▶ [EXTRACTED TEXT]
The best first step is to capture stack traces of all threads in one of the following ways:
procstat -kk -a in userland if it is still responsive and you are able to save the output somehow
alltrace in ddb
thread apply all bt in kgdb
If you see thread(s) with zio_wait call in their stacks and you also see thread(s) with zio_done call in their stacks, then this is very likely a true ZFS deadlock. Please report.
Similarly, if you see thread(s) with zio_wait call in their stacks and you also see thread(s) with zio_interrupt call in their stacks, then this is very likely a true ZFS deadlock. Please report.
If you do not see any threads with zio_wait call, but you see threads with the following calls (or similar):
zfs_freebsd_read
zfs_freebsd_write
dmu_buf_hold_array
arc_read
buf_hash_find
dmu_read_uio
dmu_write_uio
zfs_zget
then this is very likely a true ZFS deadlock. Please report.
If neither of the above is true. That is, you do see zio_wait and you don't see either of zio_done or zio_interrupt, then the problem is most likely with the storage layer:
- storage adapter/controller driver
- storage adapter/controller firmware
- storage adapter/controller hardware
Consider reporting this problem. Please be realistic about the problem. Do not expect a resolution in ZFS code.

▶ [STATED EXERCISE] Render this sentence from the ZFS deadlock notes in Spanish: "Do not expect a resolution in ZFS code."

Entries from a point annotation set
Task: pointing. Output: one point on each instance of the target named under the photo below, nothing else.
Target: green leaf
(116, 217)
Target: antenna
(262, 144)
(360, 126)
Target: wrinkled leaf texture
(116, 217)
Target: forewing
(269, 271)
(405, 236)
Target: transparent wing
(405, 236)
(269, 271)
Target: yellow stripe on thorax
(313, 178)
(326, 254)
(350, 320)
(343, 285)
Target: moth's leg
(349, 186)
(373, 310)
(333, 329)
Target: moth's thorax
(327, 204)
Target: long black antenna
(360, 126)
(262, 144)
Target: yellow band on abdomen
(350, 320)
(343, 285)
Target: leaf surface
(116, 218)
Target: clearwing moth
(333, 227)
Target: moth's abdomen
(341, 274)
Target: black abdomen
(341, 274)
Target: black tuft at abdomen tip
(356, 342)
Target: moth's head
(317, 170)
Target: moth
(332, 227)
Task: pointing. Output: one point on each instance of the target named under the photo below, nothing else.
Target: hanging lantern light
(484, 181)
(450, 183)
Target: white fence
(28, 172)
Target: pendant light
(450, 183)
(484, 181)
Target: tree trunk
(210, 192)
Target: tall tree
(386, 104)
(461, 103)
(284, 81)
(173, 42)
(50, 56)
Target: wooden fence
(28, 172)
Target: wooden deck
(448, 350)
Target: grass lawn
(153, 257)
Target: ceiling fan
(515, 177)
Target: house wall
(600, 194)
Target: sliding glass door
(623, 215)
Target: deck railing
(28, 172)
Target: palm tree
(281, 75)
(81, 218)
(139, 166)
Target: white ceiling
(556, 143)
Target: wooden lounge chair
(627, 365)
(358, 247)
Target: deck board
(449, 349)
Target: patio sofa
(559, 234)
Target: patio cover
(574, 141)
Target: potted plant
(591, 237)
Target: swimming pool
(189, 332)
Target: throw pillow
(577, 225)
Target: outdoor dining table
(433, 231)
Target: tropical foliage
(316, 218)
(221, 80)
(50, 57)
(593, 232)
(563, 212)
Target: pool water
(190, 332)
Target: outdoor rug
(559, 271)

▶ [OUTPUT BELOW] No espere una solución en el código de ZFS.